*Enunciado 1*: Como ficaria, de forma mais breve, o parágrafo do texto sobre política que começa por «Qualquer sistema político de um povo», mantendo os seus factos principais?

*Texto fornecido*:
Qualquer sistema político de um povo nunca está completo: a política acompanha necessariamente a vida das pessoas e essa vida é perene porque existem sempre pessoas e novas pessoas, e mutável porque a cada dia que passa novas dificuldades surgem. A vida não tem solução, diz-nos António Damásio, porque encerrada uma via, surgem outras. A política, pois, também é um ser vivo como instituição da sociedade: como nasceu, logo, manter-se-á ao sabor dos tempos e das vontades.
Qualquer pessoa e em cada momento geracional, embora tenha as suas dificuldades, tem uma matriz de vivência coletiva, a qual, por via de regras naturais e intelectuais, é boa: a maioria vive em relativa paz e com relativo respeito pelo outrem. Ninguém sobrevive, num sentimento de eternidade, sem possuir limites de qualidade humana; limites para si próprio, limites quanto ao outrem. O mesmo acontece com a política, como qualquer pessoa, e em cada momento geracional, embora tenha as suas dificuldades, encontra sempre as melhores soluções para as populações. Se assim não fosse, com toda a certeza regressaríamos aos antigos sistemas tribais ou, pior, aos sistemas mais antigos onde o mais forte vencia tudo e todos em todos os níveis; e assim, depois de milhares de anos em evolução, regressaríamos a um estádio de vida humana mais animal do que civilizacional.
Em síntese, portanto, a política tem de acompanhar a sociedade. É um imperativo de sobrevivência de qualquer sistema e sobretudo de qualquer sociedade.
A Região Autónoma vive num marasmo paupérrimo que é muito perigoso: se os níveis de insatisfação forem superiores ou mais significativos do que os níveis de satisfação, podem surgir com força perguntas difíceis de responder: para que nos serve a autonomia?; um modelo diferente não seria melhor? Perante estas perguntas que são de retórica sabendo que esta está sempre baseada nalguma realidade concreta, não devemos meter a cabeça na areia; o resultado desse tipo de divórcio ajuda a perpetuar os problemas e, pois, a aumentar os níveis de insatisfação e aquilo que antes era para constituir-se um bem coletivo positivo de esperança, torna-se num oposto.

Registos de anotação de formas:
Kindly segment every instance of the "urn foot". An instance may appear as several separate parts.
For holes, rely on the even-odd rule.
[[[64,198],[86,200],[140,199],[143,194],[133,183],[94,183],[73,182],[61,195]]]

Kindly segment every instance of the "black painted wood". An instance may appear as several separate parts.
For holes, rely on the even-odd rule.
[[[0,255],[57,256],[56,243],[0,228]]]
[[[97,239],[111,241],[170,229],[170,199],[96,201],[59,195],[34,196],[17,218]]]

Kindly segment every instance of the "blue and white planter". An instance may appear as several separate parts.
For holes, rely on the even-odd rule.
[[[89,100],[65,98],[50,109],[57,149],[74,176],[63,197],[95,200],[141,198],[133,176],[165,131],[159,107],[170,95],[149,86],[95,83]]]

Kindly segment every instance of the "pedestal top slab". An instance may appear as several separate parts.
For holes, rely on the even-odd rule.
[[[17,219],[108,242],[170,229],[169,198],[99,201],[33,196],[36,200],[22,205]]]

*Enunciado 2*: Reescreva todas as linhas dos registos como uma lista JSON de strings, com uma string por linha e sem as linhas em branco.

*Resolução 1*: Nenhum sistema político está completo, porque a política acompanha a vida das pessoas. Essa vida é perene, pois há sempre pessoas novas, e mutável, pois todos os dias surgem novas dificuldades. Segundo António Damásio, a vida não tem solução, porque, fechada uma via, surgem outras. Assim, a política é também um ser vivo enquanto instituição da sociedade e mantém-se ao sabor dos tempos e das vontades.

*Resolução 2*:
[
  "Kindly segment every instance of the \"urn foot\". An instance may appear as several separate parts.",
  "For holes, rely on the even-odd rule.",
  "[[[64,198],[86,200],[140,199],[143,194],[133,183],[94,183],[73,182],[61,195]]]",
  "Kindly segment every instance of the \"black painted wood\". An instance may appear as several separate parts.",
  "For holes, rely on the even-odd rule.",
  "[[[0,255],[57,256],[56,243],[0,228]]]",
  "[[[97,239],[111,241],[170,229],[170,199],[96,201],[59,195],[34,196],[17,218]]]",
  "Kindly segment every instance of the \"blue and white planter\". An instance may appear as several separate parts.",
  "For holes, rely on the even-odd rule.",
  "[[[89,100],[65,98],[50,109],[57,149],[74,176],[63,197],[95,200],[141,198],[133,176],[165,131],[159,107],[170,95],[149,86],[95,83]]]",
  "Kindly segment every instance of the \"pedestal top slab\". An instance may appear as several separate parts.",
  "For holes, rely on the even-odd rule.",
  "[[[17,219],[108,242],[170,229],[169,198],[99,201],[33,196],[36,200],[22,205]]]"
]